GIVEN INSTRUCTION: Recast the items in the part that opens with the line containing "Label every column" and closes with the line containing "xmin=158 ymin=49 xmax=162 ymax=61" as a two-column CSV with columns request and answer. Give one row per item, with each value in a single quoted field and its line breaks replaced by spaces.

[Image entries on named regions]
————

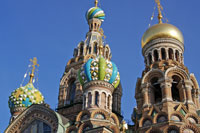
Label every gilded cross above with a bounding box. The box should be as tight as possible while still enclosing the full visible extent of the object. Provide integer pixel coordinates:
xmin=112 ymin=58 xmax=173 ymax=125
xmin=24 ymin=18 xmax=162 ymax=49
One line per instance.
xmin=29 ymin=57 xmax=39 ymax=83
xmin=155 ymin=0 xmax=163 ymax=24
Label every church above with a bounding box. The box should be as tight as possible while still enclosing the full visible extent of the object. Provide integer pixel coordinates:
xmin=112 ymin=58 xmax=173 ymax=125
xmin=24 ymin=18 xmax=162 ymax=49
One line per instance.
xmin=5 ymin=0 xmax=200 ymax=133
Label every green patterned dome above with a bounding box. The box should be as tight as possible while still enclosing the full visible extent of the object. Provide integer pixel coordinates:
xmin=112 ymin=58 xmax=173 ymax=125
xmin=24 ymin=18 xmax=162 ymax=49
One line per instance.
xmin=78 ymin=56 xmax=120 ymax=88
xmin=8 ymin=83 xmax=44 ymax=109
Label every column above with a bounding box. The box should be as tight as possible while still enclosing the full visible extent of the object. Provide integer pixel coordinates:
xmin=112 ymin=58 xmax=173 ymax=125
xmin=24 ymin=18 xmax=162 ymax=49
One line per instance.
xmin=159 ymin=78 xmax=172 ymax=102
xmin=105 ymin=94 xmax=108 ymax=109
xmin=92 ymin=91 xmax=95 ymax=107
xmin=85 ymin=93 xmax=88 ymax=108
xmin=110 ymin=95 xmax=112 ymax=110
xmin=99 ymin=92 xmax=102 ymax=108
xmin=158 ymin=49 xmax=162 ymax=61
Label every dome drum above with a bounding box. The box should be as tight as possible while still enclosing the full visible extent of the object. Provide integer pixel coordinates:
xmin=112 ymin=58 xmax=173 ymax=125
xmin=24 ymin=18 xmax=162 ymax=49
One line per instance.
xmin=8 ymin=83 xmax=44 ymax=114
xmin=83 ymin=80 xmax=115 ymax=93
xmin=78 ymin=56 xmax=120 ymax=88
xmin=142 ymin=37 xmax=184 ymax=56
xmin=142 ymin=23 xmax=184 ymax=48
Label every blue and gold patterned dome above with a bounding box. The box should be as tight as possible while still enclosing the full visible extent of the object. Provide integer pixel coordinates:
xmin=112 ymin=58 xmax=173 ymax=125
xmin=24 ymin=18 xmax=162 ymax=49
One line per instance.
xmin=78 ymin=56 xmax=120 ymax=88
xmin=86 ymin=7 xmax=105 ymax=21
xmin=8 ymin=83 xmax=44 ymax=110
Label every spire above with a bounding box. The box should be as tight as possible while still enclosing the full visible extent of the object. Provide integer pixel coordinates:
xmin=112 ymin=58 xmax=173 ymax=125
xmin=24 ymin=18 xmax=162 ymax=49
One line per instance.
xmin=155 ymin=0 xmax=163 ymax=24
xmin=94 ymin=0 xmax=98 ymax=7
xmin=29 ymin=57 xmax=39 ymax=83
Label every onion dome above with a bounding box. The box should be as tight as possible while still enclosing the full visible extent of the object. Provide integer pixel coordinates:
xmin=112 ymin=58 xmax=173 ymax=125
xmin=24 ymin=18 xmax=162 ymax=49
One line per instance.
xmin=86 ymin=7 xmax=105 ymax=21
xmin=8 ymin=83 xmax=44 ymax=110
xmin=78 ymin=56 xmax=120 ymax=88
xmin=142 ymin=23 xmax=184 ymax=48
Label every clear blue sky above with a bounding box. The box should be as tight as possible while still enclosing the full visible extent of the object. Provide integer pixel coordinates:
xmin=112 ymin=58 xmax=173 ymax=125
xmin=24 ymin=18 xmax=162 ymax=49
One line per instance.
xmin=0 ymin=0 xmax=200 ymax=132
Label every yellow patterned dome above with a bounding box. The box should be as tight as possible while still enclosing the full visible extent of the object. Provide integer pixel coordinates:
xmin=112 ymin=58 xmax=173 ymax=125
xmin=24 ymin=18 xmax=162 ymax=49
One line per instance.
xmin=8 ymin=83 xmax=44 ymax=110
xmin=142 ymin=23 xmax=184 ymax=48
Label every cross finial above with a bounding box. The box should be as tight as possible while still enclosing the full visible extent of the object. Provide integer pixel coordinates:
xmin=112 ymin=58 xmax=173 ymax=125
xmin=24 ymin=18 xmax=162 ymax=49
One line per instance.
xmin=29 ymin=57 xmax=39 ymax=83
xmin=155 ymin=0 xmax=163 ymax=24
xmin=94 ymin=0 xmax=98 ymax=7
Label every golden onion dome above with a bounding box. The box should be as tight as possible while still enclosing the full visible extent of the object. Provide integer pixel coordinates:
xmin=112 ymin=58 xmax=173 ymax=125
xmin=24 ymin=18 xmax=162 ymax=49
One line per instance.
xmin=142 ymin=23 xmax=184 ymax=48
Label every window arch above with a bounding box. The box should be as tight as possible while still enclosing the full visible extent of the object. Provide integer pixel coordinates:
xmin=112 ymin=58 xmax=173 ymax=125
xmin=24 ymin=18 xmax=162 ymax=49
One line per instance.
xmin=93 ymin=42 xmax=97 ymax=54
xmin=95 ymin=91 xmax=99 ymax=106
xmin=106 ymin=48 xmax=109 ymax=58
xmin=153 ymin=50 xmax=159 ymax=61
xmin=148 ymin=53 xmax=152 ymax=65
xmin=150 ymin=77 xmax=162 ymax=103
xmin=68 ymin=79 xmax=76 ymax=103
xmin=168 ymin=48 xmax=174 ymax=60
xmin=107 ymin=95 xmax=111 ymax=109
xmin=172 ymin=75 xmax=181 ymax=101
xmin=88 ymin=92 xmax=92 ymax=107
xmin=161 ymin=48 xmax=166 ymax=60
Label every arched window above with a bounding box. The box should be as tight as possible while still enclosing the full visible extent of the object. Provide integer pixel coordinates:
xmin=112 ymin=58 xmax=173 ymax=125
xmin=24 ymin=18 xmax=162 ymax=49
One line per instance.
xmin=107 ymin=95 xmax=111 ymax=109
xmin=153 ymin=50 xmax=158 ymax=61
xmin=175 ymin=50 xmax=179 ymax=61
xmin=89 ymin=47 xmax=92 ymax=54
xmin=22 ymin=120 xmax=51 ymax=133
xmin=161 ymin=48 xmax=166 ymax=60
xmin=88 ymin=92 xmax=92 ymax=106
xmin=168 ymin=48 xmax=174 ymax=60
xmin=69 ymin=79 xmax=76 ymax=103
xmin=80 ymin=44 xmax=83 ymax=55
xmin=172 ymin=76 xmax=181 ymax=101
xmin=95 ymin=91 xmax=99 ymax=106
xmin=83 ymin=95 xmax=86 ymax=108
xmin=151 ymin=77 xmax=162 ymax=103
xmin=93 ymin=42 xmax=97 ymax=54
xmin=106 ymin=48 xmax=109 ymax=58
xmin=148 ymin=53 xmax=152 ymax=65
xmin=101 ymin=92 xmax=106 ymax=109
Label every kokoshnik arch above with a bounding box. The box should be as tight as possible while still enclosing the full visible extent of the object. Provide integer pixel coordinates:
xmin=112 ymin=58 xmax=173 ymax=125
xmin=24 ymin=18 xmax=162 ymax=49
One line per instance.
xmin=5 ymin=0 xmax=200 ymax=133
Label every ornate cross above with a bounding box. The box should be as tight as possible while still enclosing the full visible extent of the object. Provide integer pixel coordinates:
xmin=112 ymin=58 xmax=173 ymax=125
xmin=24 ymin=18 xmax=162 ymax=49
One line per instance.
xmin=29 ymin=57 xmax=39 ymax=83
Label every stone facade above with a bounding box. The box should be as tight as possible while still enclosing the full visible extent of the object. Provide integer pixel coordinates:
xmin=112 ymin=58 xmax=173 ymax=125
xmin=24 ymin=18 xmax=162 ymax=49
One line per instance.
xmin=132 ymin=38 xmax=200 ymax=133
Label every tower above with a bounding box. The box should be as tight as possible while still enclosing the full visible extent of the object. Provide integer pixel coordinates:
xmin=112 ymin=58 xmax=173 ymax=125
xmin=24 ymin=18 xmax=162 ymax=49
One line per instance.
xmin=57 ymin=0 xmax=122 ymax=121
xmin=132 ymin=0 xmax=200 ymax=133
xmin=8 ymin=57 xmax=44 ymax=123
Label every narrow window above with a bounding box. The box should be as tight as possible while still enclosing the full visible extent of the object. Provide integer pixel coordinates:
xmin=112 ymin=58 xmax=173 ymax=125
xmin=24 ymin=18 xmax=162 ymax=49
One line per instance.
xmin=69 ymin=79 xmax=76 ymax=103
xmin=154 ymin=50 xmax=158 ymax=61
xmin=151 ymin=77 xmax=162 ymax=103
xmin=80 ymin=44 xmax=83 ymax=55
xmin=88 ymin=92 xmax=92 ymax=106
xmin=95 ymin=91 xmax=99 ymax=106
xmin=169 ymin=48 xmax=174 ymax=60
xmin=107 ymin=95 xmax=111 ymax=109
xmin=172 ymin=76 xmax=181 ymax=102
xmin=161 ymin=48 xmax=166 ymax=60
xmin=106 ymin=48 xmax=109 ymax=58
xmin=101 ymin=92 xmax=106 ymax=109
xmin=175 ymin=50 xmax=179 ymax=61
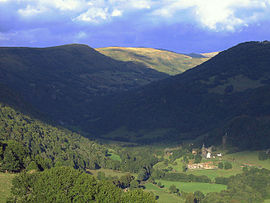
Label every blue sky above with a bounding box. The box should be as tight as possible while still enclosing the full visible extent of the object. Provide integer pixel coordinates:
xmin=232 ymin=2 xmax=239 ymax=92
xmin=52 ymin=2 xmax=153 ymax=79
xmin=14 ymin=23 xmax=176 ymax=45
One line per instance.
xmin=0 ymin=0 xmax=270 ymax=53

————

ANSWER TO THE TASK:
request,answer
"Label every column above with a bounding box. The box should be as tight as possible while still enclosing the full visible extent of the object. Provide integer pixel coordinates: xmin=112 ymin=58 xmax=173 ymax=125 xmin=24 ymin=18 xmax=162 ymax=49 One line per instance.","xmin=159 ymin=78 xmax=172 ymax=102 xmin=105 ymin=94 xmax=108 ymax=109 xmin=92 ymin=91 xmax=95 ymax=107 xmin=85 ymin=93 xmax=88 ymax=108 xmin=110 ymin=95 xmax=112 ymax=110 xmin=99 ymin=92 xmax=102 ymax=108 xmin=158 ymin=49 xmax=162 ymax=61"